§ **To do**:
Please quote the PLC addressing thread word for word, starting with "edit: article here" and going on through "an older version.".

§ **Text provided**:
As paulengr stated, the software is pretty buggy, so you may consider assigning the IP, disable BOOTP, etc. while directly connected to the PLC, if all else fails.

edit: article here suggests newer versions of the tool are buggy, and that you may try using the drop-down menu instead of the button, or even using an older version.

http://www.plctalk.net/qanda/showthread.php?t=110609


----------



## emtnut

paulengr said:


> First off you should NIT use .255 as the final octet because that means something to the Ethernet switches (broadcast). Also 0 is often special. Stick with 1-254. Most PLC networks use say 1-99 as static IPs and 101-254 as dynamic. I also prefer to set all technician laptops in 201-254 sequentially and different so if we both plug in we don’t cause conflicts and get booted off the network. Regardless of whether you use 192, 168, 172, or 10 nonroutable addresses. I prefer to group each PLC and it’s I/O on say every 10 and put routers, servers, and similar devices on the first 9 so those are 1-9 (and I reserve .1 fir the router), PLC 1 on 10, I/O on 11-19, PLC 2 on 20, I/O on 21-29, etc., then HMIs on 50-99, and so forth. Leave plenty of room for expansion since nonroutable IP addresses are “free”.

§ **Data**:

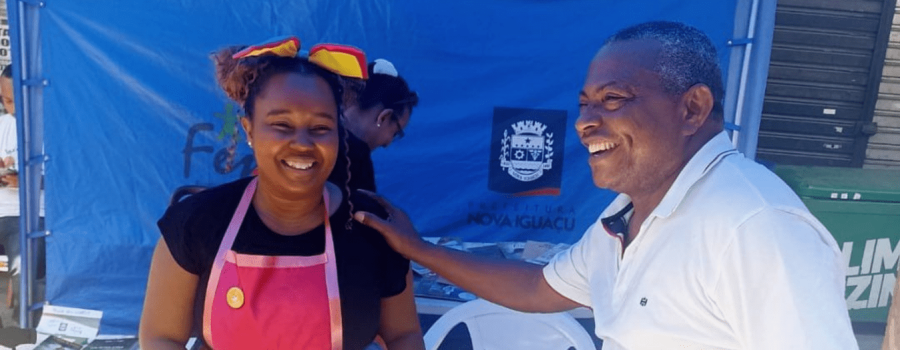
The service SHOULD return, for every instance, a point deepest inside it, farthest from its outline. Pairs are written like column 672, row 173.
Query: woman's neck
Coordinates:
column 291, row 216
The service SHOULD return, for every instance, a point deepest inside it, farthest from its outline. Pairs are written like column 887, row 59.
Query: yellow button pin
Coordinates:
column 235, row 297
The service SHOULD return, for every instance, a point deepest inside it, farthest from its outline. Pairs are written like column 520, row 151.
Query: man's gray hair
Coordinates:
column 688, row 57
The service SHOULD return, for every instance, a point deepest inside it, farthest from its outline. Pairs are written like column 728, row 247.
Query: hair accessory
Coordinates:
column 278, row 46
column 343, row 60
column 383, row 66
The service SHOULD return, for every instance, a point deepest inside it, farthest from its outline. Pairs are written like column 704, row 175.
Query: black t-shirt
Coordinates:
column 362, row 171
column 368, row 269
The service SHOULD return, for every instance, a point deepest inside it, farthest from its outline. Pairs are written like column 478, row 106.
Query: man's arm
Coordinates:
column 515, row 284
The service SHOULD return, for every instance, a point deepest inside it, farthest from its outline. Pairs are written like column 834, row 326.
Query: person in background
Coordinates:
column 272, row 261
column 375, row 113
column 702, row 249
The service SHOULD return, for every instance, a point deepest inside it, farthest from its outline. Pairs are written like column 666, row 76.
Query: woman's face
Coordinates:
column 294, row 133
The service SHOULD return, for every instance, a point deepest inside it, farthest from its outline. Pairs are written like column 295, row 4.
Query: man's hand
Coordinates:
column 515, row 284
column 397, row 230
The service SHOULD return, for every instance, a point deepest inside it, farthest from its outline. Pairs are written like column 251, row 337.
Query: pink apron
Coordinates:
column 272, row 302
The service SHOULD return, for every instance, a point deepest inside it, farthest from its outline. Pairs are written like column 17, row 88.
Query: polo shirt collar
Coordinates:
column 705, row 159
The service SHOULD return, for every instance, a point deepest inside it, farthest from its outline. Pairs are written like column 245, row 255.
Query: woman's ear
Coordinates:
column 383, row 116
column 247, row 125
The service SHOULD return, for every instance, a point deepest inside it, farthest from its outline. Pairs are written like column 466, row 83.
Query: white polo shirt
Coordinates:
column 729, row 259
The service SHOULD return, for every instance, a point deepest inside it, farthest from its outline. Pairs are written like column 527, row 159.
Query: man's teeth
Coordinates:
column 299, row 165
column 601, row 146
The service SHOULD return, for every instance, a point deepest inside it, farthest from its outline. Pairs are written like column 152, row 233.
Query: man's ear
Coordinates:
column 247, row 125
column 384, row 116
column 697, row 103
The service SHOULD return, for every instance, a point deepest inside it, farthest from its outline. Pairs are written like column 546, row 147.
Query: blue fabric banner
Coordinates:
column 133, row 112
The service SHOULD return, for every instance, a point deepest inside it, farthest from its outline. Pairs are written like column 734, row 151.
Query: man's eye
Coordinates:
column 281, row 126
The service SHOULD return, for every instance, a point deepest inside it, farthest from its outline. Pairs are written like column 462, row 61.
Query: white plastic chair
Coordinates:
column 492, row 326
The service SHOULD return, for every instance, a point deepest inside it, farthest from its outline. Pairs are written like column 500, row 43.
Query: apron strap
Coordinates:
column 331, row 284
column 331, row 278
column 219, row 261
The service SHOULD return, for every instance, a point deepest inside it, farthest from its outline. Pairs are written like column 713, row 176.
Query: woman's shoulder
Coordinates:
column 208, row 204
column 363, row 202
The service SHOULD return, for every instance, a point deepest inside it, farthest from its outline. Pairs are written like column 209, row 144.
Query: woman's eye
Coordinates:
column 281, row 126
column 321, row 129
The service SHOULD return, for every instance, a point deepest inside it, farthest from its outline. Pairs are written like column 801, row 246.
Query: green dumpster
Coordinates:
column 861, row 208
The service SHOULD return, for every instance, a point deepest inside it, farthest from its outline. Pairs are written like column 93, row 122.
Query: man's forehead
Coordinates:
column 639, row 52
column 628, row 63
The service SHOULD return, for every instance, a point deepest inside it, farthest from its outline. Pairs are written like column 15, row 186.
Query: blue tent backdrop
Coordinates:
column 132, row 111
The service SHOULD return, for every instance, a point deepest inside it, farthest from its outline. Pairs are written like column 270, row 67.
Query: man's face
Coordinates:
column 630, row 125
column 7, row 95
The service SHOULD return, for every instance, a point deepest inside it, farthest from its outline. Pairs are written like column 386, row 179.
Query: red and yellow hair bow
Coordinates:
column 343, row 60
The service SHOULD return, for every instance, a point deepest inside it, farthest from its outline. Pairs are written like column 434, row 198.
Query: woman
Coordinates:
column 271, row 262
column 375, row 115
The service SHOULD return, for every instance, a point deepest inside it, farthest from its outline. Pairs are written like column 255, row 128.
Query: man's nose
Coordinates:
column 587, row 119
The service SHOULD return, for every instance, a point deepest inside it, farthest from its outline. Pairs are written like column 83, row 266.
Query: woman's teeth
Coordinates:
column 600, row 147
column 299, row 165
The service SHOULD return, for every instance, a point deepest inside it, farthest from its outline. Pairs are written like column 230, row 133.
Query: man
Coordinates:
column 703, row 249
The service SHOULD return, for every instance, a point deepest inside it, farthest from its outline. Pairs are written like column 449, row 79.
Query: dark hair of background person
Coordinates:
column 688, row 57
column 390, row 91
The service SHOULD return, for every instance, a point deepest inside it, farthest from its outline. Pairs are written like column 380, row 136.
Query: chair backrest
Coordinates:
column 492, row 326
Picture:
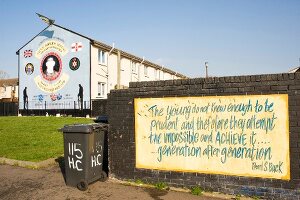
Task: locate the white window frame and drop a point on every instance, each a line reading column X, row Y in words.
column 101, row 89
column 133, row 67
column 146, row 71
column 102, row 57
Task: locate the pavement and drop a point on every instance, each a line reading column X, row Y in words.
column 48, row 183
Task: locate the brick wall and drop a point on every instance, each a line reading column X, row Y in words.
column 122, row 136
column 99, row 107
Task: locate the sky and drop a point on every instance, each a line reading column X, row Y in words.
column 235, row 37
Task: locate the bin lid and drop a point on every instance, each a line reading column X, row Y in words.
column 82, row 128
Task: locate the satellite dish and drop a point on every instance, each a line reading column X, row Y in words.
column 3, row 75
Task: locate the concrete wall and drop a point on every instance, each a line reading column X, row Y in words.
column 122, row 132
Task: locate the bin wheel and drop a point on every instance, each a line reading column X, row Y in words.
column 82, row 185
column 103, row 176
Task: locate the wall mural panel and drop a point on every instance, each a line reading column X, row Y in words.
column 54, row 71
column 230, row 135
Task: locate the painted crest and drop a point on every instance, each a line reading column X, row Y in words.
column 29, row 68
column 51, row 66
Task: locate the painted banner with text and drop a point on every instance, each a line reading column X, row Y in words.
column 231, row 135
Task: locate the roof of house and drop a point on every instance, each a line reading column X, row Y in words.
column 8, row 82
column 294, row 70
column 114, row 50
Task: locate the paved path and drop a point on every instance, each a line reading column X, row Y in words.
column 48, row 183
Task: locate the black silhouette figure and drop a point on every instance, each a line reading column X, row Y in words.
column 25, row 98
column 80, row 97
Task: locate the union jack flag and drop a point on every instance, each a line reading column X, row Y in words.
column 27, row 53
column 76, row 46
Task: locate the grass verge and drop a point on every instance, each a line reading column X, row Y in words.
column 33, row 138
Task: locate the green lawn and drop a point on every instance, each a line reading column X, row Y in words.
column 33, row 138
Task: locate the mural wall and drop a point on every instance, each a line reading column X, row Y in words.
column 233, row 135
column 54, row 71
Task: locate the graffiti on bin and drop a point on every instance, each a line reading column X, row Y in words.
column 75, row 156
column 96, row 158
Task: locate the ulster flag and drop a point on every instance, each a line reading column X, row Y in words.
column 76, row 46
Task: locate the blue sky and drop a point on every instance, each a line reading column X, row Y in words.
column 236, row 37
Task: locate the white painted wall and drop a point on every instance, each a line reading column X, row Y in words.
column 8, row 92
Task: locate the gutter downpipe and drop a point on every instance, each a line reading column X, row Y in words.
column 107, row 74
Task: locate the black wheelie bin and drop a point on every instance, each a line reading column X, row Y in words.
column 85, row 154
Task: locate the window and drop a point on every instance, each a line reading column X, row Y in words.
column 146, row 71
column 101, row 89
column 102, row 57
column 133, row 67
column 162, row 75
column 156, row 74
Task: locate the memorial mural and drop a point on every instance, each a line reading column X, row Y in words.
column 231, row 135
column 55, row 69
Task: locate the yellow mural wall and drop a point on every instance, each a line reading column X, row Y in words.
column 230, row 135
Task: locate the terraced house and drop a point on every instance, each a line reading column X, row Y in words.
column 60, row 69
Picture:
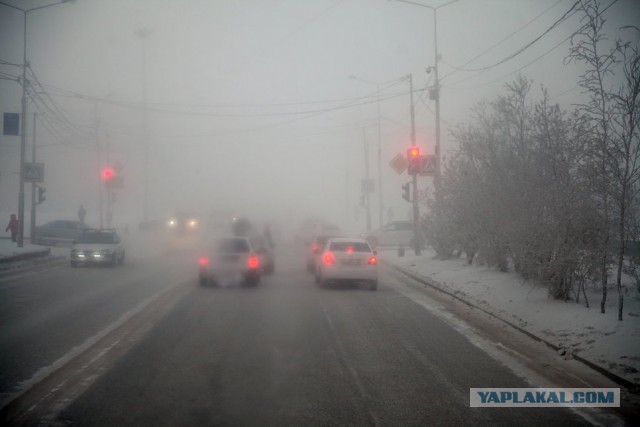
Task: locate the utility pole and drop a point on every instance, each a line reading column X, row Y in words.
column 416, row 210
column 99, row 160
column 366, row 189
column 436, row 96
column 32, row 231
column 380, row 199
column 143, row 33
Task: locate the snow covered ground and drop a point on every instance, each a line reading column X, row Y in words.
column 598, row 338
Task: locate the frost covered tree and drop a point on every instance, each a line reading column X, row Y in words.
column 611, row 113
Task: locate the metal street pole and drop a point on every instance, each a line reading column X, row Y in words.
column 99, row 160
column 367, row 193
column 143, row 33
column 23, row 124
column 380, row 197
column 380, row 192
column 436, row 91
column 32, row 231
column 416, row 209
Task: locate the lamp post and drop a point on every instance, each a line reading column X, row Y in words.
column 436, row 89
column 23, row 122
column 380, row 195
column 143, row 33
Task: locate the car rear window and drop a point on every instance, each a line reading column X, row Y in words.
column 231, row 246
column 344, row 246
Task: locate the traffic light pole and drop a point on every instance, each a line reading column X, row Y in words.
column 416, row 210
column 32, row 231
column 367, row 193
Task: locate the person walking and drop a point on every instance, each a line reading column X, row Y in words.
column 82, row 213
column 13, row 227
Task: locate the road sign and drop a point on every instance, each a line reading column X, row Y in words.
column 33, row 172
column 11, row 124
column 399, row 163
column 428, row 165
column 368, row 186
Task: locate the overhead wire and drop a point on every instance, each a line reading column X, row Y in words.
column 490, row 48
column 530, row 62
column 564, row 17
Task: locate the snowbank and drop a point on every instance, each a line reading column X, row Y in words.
column 596, row 337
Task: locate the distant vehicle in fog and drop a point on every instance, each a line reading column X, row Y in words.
column 265, row 253
column 59, row 231
column 394, row 233
column 317, row 245
column 183, row 222
column 229, row 260
column 346, row 259
column 97, row 247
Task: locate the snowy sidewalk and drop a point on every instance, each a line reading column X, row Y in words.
column 598, row 338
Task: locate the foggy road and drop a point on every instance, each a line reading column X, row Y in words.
column 44, row 316
column 289, row 353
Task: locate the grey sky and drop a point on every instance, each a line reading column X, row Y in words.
column 228, row 81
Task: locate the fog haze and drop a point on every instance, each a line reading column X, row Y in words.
column 249, row 105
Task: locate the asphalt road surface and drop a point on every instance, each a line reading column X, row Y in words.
column 283, row 353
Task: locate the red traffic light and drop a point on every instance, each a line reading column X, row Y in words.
column 413, row 153
column 108, row 173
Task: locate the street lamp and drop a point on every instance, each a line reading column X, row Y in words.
column 23, row 124
column 436, row 89
column 380, row 196
column 143, row 33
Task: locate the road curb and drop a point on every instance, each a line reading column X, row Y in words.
column 25, row 256
column 41, row 263
column 427, row 281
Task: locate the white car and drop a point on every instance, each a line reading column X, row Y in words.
column 230, row 260
column 395, row 233
column 317, row 244
column 97, row 247
column 347, row 259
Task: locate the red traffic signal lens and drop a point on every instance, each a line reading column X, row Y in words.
column 413, row 153
column 108, row 173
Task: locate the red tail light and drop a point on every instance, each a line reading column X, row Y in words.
column 253, row 262
column 328, row 258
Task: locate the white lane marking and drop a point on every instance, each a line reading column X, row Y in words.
column 44, row 372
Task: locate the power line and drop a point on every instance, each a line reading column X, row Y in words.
column 460, row 68
column 531, row 62
column 565, row 16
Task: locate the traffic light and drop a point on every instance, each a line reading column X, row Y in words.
column 41, row 194
column 406, row 192
column 413, row 157
column 108, row 174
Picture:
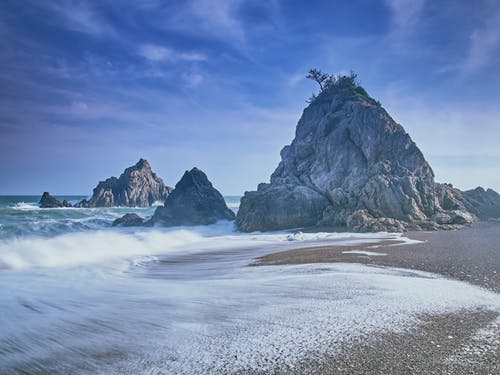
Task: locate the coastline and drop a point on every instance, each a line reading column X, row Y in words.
column 464, row 342
column 470, row 254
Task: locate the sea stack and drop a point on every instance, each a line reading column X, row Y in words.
column 138, row 186
column 351, row 166
column 194, row 201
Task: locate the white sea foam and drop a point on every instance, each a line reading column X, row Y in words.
column 23, row 206
column 363, row 252
column 80, row 248
column 205, row 312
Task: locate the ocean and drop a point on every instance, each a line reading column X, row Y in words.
column 79, row 296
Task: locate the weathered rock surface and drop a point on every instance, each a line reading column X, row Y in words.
column 129, row 220
column 194, row 201
column 138, row 186
column 483, row 203
column 351, row 165
column 48, row 201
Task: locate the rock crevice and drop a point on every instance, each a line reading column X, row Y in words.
column 351, row 165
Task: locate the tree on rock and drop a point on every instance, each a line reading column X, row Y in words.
column 319, row 77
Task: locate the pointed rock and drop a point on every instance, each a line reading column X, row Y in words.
column 48, row 201
column 194, row 201
column 138, row 186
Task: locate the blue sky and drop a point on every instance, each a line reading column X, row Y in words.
column 87, row 88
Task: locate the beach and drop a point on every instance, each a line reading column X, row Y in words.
column 81, row 296
column 467, row 342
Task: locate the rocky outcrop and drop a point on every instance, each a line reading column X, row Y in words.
column 351, row 165
column 48, row 201
column 483, row 203
column 194, row 201
column 129, row 220
column 138, row 186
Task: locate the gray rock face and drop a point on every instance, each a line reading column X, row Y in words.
column 194, row 201
column 138, row 186
column 48, row 201
column 483, row 203
column 351, row 165
column 129, row 220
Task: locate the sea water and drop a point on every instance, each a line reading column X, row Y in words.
column 79, row 296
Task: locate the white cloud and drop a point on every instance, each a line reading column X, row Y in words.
column 157, row 53
column 484, row 43
column 81, row 17
column 193, row 79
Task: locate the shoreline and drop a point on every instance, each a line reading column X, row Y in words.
column 470, row 254
column 464, row 342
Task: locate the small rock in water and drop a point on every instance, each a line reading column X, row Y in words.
column 129, row 220
column 48, row 201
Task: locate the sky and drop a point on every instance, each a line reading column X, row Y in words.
column 89, row 87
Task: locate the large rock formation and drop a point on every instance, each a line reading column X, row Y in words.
column 352, row 166
column 483, row 203
column 194, row 201
column 48, row 201
column 138, row 186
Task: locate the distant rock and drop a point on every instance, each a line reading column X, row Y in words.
column 194, row 201
column 138, row 186
column 129, row 220
column 351, row 165
column 48, row 201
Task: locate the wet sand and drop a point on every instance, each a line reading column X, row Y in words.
column 463, row 343
column 469, row 254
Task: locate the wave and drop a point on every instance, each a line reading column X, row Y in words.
column 25, row 206
column 104, row 245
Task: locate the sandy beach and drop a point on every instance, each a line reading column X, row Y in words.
column 463, row 343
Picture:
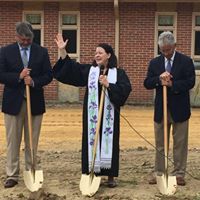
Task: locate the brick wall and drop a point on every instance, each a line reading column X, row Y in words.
column 137, row 45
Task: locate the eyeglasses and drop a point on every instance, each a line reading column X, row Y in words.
column 24, row 39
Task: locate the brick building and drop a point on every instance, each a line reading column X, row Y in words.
column 130, row 26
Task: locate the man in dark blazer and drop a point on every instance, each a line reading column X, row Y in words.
column 176, row 71
column 22, row 63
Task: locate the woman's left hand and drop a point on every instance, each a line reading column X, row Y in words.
column 103, row 81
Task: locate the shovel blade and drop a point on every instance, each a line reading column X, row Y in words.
column 89, row 184
column 33, row 182
column 166, row 187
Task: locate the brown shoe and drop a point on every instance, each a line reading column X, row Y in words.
column 180, row 180
column 111, row 182
column 152, row 181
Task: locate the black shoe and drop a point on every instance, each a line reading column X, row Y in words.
column 10, row 183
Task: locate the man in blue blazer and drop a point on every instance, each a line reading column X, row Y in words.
column 22, row 63
column 176, row 71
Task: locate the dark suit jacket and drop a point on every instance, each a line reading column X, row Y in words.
column 10, row 67
column 178, row 97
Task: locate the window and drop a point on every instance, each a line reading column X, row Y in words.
column 70, row 29
column 196, row 36
column 164, row 22
column 36, row 19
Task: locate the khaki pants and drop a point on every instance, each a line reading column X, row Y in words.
column 14, row 128
column 180, row 145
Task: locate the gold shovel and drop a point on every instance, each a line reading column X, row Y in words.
column 89, row 184
column 33, row 179
column 166, row 184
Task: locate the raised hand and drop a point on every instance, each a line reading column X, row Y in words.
column 60, row 42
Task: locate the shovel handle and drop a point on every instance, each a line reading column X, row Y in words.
column 98, row 127
column 28, row 102
column 165, row 126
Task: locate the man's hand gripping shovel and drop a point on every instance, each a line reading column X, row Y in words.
column 166, row 184
column 89, row 184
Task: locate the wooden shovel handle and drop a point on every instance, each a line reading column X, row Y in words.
column 28, row 102
column 165, row 126
column 98, row 127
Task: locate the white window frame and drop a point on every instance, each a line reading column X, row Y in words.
column 194, row 28
column 164, row 28
column 71, row 27
column 41, row 26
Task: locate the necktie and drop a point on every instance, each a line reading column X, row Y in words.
column 168, row 67
column 25, row 57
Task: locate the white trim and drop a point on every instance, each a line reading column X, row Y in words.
column 194, row 28
column 41, row 26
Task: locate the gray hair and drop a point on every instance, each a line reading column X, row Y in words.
column 166, row 38
column 24, row 29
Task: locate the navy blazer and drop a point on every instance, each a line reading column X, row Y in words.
column 10, row 67
column 178, row 97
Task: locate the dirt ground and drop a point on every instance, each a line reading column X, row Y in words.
column 60, row 150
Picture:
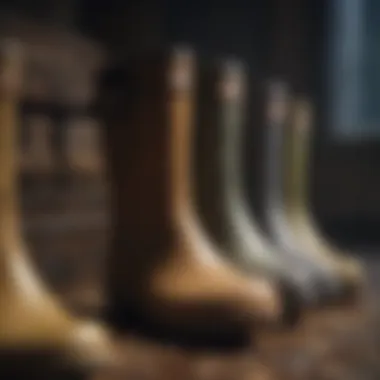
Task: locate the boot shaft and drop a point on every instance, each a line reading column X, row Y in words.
column 218, row 144
column 297, row 155
column 146, row 106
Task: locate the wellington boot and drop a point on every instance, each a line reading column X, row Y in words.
column 31, row 320
column 329, row 285
column 220, row 192
column 163, row 266
column 307, row 235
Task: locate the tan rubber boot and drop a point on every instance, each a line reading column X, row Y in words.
column 163, row 264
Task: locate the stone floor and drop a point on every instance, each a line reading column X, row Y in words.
column 338, row 344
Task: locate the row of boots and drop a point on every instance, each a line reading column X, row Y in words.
column 188, row 261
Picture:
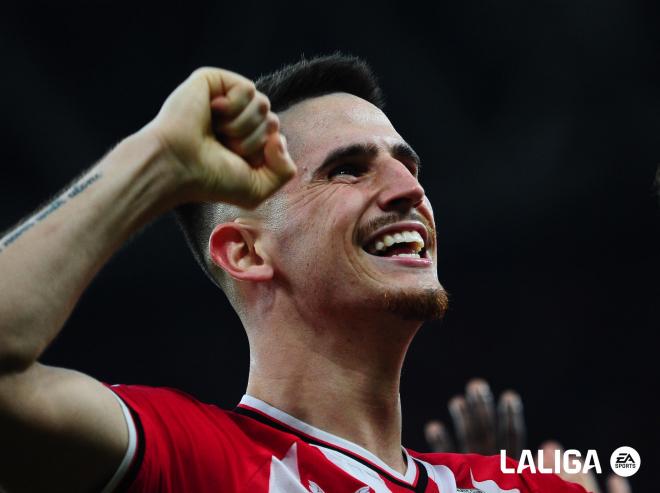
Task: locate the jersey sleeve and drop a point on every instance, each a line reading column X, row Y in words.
column 173, row 436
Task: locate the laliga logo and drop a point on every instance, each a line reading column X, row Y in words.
column 566, row 461
column 625, row 461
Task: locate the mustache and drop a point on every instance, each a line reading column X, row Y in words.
column 376, row 223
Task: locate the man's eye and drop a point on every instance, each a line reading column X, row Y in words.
column 347, row 169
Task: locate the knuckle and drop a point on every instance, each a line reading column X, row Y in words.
column 249, row 88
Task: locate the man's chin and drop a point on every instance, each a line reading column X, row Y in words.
column 416, row 304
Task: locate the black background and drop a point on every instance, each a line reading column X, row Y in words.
column 538, row 124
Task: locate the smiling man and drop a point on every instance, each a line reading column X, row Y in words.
column 332, row 270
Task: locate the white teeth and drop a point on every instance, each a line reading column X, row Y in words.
column 387, row 241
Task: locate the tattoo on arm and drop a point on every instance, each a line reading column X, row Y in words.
column 78, row 187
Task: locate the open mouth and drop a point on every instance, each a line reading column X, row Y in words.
column 405, row 241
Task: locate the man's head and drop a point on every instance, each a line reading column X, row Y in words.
column 343, row 238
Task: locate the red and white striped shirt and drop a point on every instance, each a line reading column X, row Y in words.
column 180, row 445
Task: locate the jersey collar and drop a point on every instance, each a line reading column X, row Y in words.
column 323, row 438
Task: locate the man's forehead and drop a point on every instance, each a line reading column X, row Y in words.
column 316, row 126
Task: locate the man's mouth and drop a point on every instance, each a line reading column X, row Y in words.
column 406, row 240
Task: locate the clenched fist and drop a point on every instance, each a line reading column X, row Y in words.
column 221, row 140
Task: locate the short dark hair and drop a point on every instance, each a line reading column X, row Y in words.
column 291, row 84
column 319, row 76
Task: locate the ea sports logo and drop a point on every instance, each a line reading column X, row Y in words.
column 625, row 461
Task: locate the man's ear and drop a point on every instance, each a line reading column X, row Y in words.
column 234, row 248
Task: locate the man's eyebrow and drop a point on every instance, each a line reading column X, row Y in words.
column 346, row 152
column 401, row 151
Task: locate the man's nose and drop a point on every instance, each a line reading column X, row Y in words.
column 401, row 191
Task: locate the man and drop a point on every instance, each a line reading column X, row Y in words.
column 332, row 272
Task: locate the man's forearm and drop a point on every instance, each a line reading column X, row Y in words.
column 48, row 260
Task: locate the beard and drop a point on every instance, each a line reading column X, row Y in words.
column 421, row 304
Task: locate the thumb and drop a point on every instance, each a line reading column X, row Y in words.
column 279, row 167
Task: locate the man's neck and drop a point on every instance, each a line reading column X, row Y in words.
column 347, row 385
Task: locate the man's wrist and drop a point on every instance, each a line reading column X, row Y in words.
column 143, row 164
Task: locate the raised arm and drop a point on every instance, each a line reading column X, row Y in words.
column 61, row 430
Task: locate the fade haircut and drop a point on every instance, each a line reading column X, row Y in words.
column 308, row 78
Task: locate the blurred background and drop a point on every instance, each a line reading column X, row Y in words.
column 538, row 124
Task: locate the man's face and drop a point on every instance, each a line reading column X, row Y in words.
column 356, row 235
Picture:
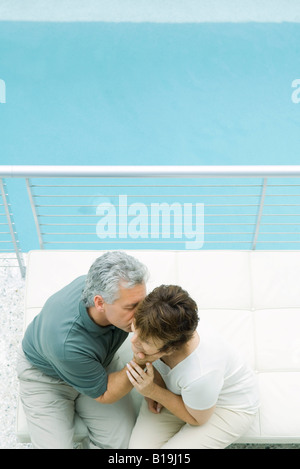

§ **Full solution**:
edit: article here suggests newer versions of the tool are buggy, and that you may try using the drop-down menu instead of the button, or even using an older version.